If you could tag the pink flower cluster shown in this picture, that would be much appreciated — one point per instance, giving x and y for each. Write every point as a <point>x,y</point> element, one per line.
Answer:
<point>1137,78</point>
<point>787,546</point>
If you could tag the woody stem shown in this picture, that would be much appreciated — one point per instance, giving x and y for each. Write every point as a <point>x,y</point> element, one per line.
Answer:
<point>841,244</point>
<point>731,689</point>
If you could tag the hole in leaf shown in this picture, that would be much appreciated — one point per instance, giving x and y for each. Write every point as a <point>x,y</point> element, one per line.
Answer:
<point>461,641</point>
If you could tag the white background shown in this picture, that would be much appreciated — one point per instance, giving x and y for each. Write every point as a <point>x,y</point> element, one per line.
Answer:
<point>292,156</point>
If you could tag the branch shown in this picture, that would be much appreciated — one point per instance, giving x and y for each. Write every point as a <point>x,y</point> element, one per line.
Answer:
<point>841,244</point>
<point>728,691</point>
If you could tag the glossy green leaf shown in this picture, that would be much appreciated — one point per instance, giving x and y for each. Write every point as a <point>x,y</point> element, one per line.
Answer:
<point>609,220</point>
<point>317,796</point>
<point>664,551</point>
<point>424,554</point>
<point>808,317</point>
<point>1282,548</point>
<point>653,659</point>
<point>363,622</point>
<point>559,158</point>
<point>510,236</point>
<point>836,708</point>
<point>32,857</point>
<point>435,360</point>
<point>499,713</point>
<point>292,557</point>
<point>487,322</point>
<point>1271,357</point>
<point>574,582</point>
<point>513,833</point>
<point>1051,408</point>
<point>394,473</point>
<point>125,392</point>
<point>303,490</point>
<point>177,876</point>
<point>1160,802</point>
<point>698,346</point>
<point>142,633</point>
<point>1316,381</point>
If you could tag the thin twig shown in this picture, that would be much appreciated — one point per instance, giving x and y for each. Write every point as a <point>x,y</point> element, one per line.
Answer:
---------------
TASK
All lines with the string "leaf" must be copied from the data.

RESPONSE TO THIS EXERCISE
If you could tag the hole in leaf shown in this picture, that would be much appreciated — one point per instance, giving x and y for each. Write every point as a <point>x,y</point> element, one per line.
If you could tag the glossy green leaf shown in this picture, that would be much appreciated — one point per instance, giving x and y for each. Write every point as a <point>x,y</point> element, one per line.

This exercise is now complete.